Task prompt
Retype the part of the records that opens with the line containing "Where can the power" and closes with the line containing "<point>159,34</point>", keeping both of those lines.

Records from a collection:
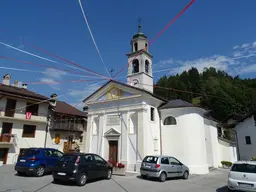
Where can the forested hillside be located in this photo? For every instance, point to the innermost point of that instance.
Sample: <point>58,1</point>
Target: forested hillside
<point>220,92</point>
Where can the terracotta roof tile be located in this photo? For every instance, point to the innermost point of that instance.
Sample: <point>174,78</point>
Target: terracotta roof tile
<point>64,108</point>
<point>21,92</point>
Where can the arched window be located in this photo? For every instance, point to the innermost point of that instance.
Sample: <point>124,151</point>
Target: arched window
<point>135,66</point>
<point>170,121</point>
<point>146,66</point>
<point>146,46</point>
<point>135,46</point>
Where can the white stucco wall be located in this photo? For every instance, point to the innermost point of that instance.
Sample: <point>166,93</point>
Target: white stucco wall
<point>132,146</point>
<point>18,121</point>
<point>243,129</point>
<point>227,151</point>
<point>186,140</point>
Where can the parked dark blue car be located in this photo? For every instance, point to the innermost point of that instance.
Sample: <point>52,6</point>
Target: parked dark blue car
<point>37,161</point>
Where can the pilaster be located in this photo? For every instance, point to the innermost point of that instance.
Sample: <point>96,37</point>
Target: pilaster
<point>100,135</point>
<point>124,137</point>
<point>87,142</point>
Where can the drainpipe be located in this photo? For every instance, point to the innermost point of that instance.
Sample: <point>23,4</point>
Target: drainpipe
<point>237,146</point>
<point>160,126</point>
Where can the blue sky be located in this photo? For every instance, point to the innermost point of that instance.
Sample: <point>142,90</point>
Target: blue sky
<point>216,33</point>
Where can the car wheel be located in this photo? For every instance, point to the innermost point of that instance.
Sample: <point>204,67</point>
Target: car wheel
<point>162,177</point>
<point>82,179</point>
<point>40,171</point>
<point>21,173</point>
<point>109,176</point>
<point>185,175</point>
<point>57,181</point>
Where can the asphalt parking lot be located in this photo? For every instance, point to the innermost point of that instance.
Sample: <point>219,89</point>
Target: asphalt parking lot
<point>212,182</point>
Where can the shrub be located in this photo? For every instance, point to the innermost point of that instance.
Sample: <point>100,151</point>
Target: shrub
<point>226,163</point>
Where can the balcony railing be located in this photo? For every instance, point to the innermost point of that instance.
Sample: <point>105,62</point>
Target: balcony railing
<point>71,147</point>
<point>72,126</point>
<point>6,138</point>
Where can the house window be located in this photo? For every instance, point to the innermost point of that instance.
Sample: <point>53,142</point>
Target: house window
<point>219,132</point>
<point>57,139</point>
<point>146,66</point>
<point>10,107</point>
<point>170,121</point>
<point>152,114</point>
<point>29,131</point>
<point>32,108</point>
<point>248,140</point>
<point>81,139</point>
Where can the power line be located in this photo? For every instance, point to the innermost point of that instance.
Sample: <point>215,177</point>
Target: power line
<point>61,82</point>
<point>46,100</point>
<point>42,65</point>
<point>70,62</point>
<point>26,52</point>
<point>32,71</point>
<point>94,42</point>
<point>159,34</point>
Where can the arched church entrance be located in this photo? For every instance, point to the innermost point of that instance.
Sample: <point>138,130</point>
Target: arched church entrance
<point>112,137</point>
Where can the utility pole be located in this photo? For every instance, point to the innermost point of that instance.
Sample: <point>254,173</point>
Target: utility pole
<point>111,72</point>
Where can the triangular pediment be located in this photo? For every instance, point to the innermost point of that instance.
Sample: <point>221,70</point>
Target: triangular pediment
<point>111,132</point>
<point>113,91</point>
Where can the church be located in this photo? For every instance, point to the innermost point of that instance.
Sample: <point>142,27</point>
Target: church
<point>127,121</point>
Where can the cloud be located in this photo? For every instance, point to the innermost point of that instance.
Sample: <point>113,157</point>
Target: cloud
<point>236,47</point>
<point>54,74</point>
<point>241,60</point>
<point>248,69</point>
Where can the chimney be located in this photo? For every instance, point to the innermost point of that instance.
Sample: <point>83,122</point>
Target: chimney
<point>6,79</point>
<point>53,96</point>
<point>52,101</point>
<point>16,83</point>
<point>24,86</point>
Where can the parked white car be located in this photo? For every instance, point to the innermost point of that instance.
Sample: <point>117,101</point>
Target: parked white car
<point>242,176</point>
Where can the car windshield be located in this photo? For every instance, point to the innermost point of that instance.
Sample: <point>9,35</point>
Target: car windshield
<point>69,158</point>
<point>29,152</point>
<point>150,159</point>
<point>246,168</point>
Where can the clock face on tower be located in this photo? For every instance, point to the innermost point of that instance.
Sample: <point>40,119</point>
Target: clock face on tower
<point>135,82</point>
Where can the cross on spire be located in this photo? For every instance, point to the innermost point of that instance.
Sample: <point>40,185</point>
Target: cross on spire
<point>139,25</point>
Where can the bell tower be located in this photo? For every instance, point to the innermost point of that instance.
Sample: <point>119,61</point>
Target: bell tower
<point>140,68</point>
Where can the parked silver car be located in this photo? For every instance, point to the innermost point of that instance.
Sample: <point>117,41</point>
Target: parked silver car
<point>242,176</point>
<point>163,167</point>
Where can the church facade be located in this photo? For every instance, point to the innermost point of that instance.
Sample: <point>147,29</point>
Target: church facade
<point>126,122</point>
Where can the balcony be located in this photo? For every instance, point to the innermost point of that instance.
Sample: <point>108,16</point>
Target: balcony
<point>68,126</point>
<point>71,147</point>
<point>40,118</point>
<point>6,140</point>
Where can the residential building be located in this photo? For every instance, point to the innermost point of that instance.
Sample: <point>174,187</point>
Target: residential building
<point>126,122</point>
<point>245,128</point>
<point>67,127</point>
<point>23,119</point>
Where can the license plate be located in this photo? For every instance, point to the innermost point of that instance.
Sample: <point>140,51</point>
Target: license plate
<point>245,185</point>
<point>61,173</point>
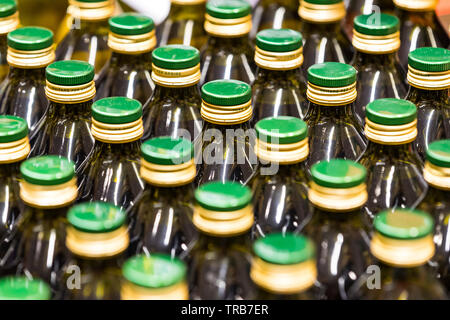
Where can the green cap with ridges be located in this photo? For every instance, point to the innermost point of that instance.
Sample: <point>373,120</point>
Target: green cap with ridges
<point>30,38</point>
<point>116,110</point>
<point>130,24</point>
<point>223,196</point>
<point>96,217</point>
<point>338,173</point>
<point>279,40</point>
<point>285,249</point>
<point>438,153</point>
<point>404,224</point>
<point>22,288</point>
<point>332,74</point>
<point>226,92</point>
<point>155,271</point>
<point>175,57</point>
<point>285,129</point>
<point>228,9</point>
<point>167,150</point>
<point>391,111</point>
<point>12,128</point>
<point>376,24</point>
<point>7,8</point>
<point>47,170</point>
<point>70,73</point>
<point>430,59</point>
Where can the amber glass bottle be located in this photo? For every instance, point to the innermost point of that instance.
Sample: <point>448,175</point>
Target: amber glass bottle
<point>379,72</point>
<point>184,25</point>
<point>280,186</point>
<point>402,245</point>
<point>22,93</point>
<point>87,39</point>
<point>323,38</point>
<point>162,217</point>
<point>66,128</point>
<point>97,239</point>
<point>429,79</point>
<point>15,148</point>
<point>174,109</point>
<point>419,27</point>
<point>128,72</point>
<point>220,262</point>
<point>227,148</point>
<point>48,189</point>
<point>155,277</point>
<point>111,173</point>
<point>284,268</point>
<point>394,168</point>
<point>228,53</point>
<point>334,131</point>
<point>279,88</point>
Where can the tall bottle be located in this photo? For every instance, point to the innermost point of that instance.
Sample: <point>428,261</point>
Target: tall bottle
<point>184,25</point>
<point>323,38</point>
<point>334,131</point>
<point>380,74</point>
<point>279,88</point>
<point>429,79</point>
<point>228,53</point>
<point>220,262</point>
<point>338,228</point>
<point>97,238</point>
<point>15,147</point>
<point>227,143</point>
<point>284,268</point>
<point>162,217</point>
<point>9,21</point>
<point>111,172</point>
<point>155,277</point>
<point>437,202</point>
<point>394,168</point>
<point>280,186</point>
<point>402,245</point>
<point>66,128</point>
<point>48,189</point>
<point>87,39</point>
<point>22,93</point>
<point>419,27</point>
<point>174,109</point>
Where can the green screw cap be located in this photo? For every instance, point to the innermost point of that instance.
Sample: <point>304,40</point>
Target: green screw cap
<point>167,150</point>
<point>430,59</point>
<point>283,129</point>
<point>30,38</point>
<point>116,110</point>
<point>12,128</point>
<point>47,170</point>
<point>279,40</point>
<point>21,288</point>
<point>438,153</point>
<point>284,249</point>
<point>129,24</point>
<point>338,173</point>
<point>405,224</point>
<point>176,57</point>
<point>218,196</point>
<point>332,74</point>
<point>391,111</point>
<point>155,271</point>
<point>226,92</point>
<point>228,9</point>
<point>96,217</point>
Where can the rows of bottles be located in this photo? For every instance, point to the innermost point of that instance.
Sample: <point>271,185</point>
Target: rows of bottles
<point>272,166</point>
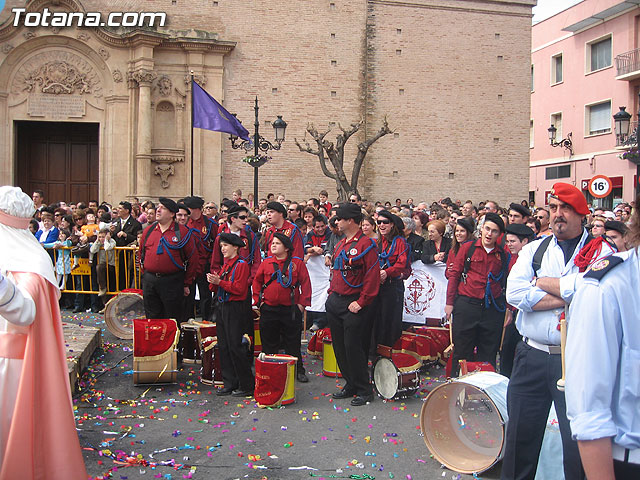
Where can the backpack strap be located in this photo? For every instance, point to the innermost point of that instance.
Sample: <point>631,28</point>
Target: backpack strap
<point>537,257</point>
<point>467,262</point>
<point>144,242</point>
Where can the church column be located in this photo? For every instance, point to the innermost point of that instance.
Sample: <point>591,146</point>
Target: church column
<point>144,78</point>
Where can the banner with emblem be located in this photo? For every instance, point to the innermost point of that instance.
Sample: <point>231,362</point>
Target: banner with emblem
<point>425,292</point>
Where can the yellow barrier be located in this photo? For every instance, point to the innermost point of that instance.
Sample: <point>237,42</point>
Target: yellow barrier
<point>125,273</point>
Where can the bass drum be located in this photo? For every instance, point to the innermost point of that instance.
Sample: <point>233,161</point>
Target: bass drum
<point>121,310</point>
<point>464,422</point>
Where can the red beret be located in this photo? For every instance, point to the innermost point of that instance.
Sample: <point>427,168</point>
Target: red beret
<point>569,194</point>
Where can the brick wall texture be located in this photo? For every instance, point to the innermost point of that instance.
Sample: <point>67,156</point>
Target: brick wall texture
<point>451,77</point>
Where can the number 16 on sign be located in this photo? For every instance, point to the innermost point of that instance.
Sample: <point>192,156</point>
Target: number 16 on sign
<point>600,186</point>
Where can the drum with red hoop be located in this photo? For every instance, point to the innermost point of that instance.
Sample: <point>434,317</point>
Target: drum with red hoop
<point>396,377</point>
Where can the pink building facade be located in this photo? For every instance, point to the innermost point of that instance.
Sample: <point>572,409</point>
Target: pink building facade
<point>585,64</point>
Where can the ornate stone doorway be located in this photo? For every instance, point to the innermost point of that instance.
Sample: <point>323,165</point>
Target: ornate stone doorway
<point>60,158</point>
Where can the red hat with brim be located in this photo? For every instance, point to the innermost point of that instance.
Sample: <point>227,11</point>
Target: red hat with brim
<point>571,195</point>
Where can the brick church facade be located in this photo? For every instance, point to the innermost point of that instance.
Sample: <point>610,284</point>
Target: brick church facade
<point>98,112</point>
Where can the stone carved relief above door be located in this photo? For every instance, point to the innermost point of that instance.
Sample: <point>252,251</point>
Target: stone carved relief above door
<point>57,73</point>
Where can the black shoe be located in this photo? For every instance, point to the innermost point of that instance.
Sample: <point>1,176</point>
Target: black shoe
<point>344,393</point>
<point>242,393</point>
<point>361,400</point>
<point>224,391</point>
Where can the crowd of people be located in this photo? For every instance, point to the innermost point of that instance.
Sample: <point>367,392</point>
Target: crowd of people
<point>512,273</point>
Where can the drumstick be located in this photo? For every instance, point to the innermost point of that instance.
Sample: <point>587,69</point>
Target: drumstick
<point>504,328</point>
<point>563,343</point>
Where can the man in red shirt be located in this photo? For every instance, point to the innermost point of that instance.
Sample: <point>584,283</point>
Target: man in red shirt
<point>166,251</point>
<point>475,294</point>
<point>355,282</point>
<point>205,231</point>
<point>281,290</point>
<point>276,213</point>
<point>230,287</point>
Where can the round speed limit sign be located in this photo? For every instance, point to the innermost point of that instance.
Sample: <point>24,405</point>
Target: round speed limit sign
<point>600,186</point>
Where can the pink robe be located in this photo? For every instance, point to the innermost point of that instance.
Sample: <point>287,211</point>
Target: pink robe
<point>42,442</point>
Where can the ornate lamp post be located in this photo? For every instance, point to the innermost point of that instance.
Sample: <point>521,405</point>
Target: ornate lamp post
<point>625,138</point>
<point>565,142</point>
<point>260,144</point>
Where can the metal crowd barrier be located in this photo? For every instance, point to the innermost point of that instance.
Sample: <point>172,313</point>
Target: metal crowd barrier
<point>83,279</point>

Response to the task
Where can the power line be located in this photo? For every instance, point to the innermost point of that instance.
Sample: <point>215,177</point>
Target: power line
<point>61,82</point>
<point>46,100</point>
<point>42,65</point>
<point>70,62</point>
<point>26,52</point>
<point>32,71</point>
<point>94,42</point>
<point>159,34</point>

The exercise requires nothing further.